| Task to complete |
Locate each line in the items below that contains the string "shirt", and copy every such line. Case counts.

[Recorded data]

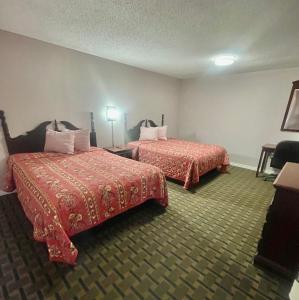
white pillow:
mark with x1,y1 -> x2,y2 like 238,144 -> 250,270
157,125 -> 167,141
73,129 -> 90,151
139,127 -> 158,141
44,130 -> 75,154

---

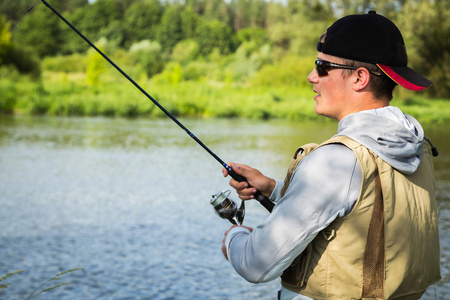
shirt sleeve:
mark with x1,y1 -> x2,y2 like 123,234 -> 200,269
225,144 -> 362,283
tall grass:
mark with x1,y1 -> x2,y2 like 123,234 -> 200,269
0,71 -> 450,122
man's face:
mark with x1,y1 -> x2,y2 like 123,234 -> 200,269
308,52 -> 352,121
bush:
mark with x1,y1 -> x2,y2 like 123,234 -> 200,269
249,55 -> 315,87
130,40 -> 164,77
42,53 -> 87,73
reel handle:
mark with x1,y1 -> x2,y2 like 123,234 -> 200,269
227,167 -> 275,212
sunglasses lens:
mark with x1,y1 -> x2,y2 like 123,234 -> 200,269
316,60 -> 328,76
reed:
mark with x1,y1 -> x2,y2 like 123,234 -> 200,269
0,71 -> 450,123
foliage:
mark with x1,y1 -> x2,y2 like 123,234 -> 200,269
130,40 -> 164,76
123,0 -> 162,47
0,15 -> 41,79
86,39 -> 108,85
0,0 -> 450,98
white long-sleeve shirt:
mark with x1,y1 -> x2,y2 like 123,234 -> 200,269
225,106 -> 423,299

| Written response |
shirt sleeve:
white long-sleeve shirt:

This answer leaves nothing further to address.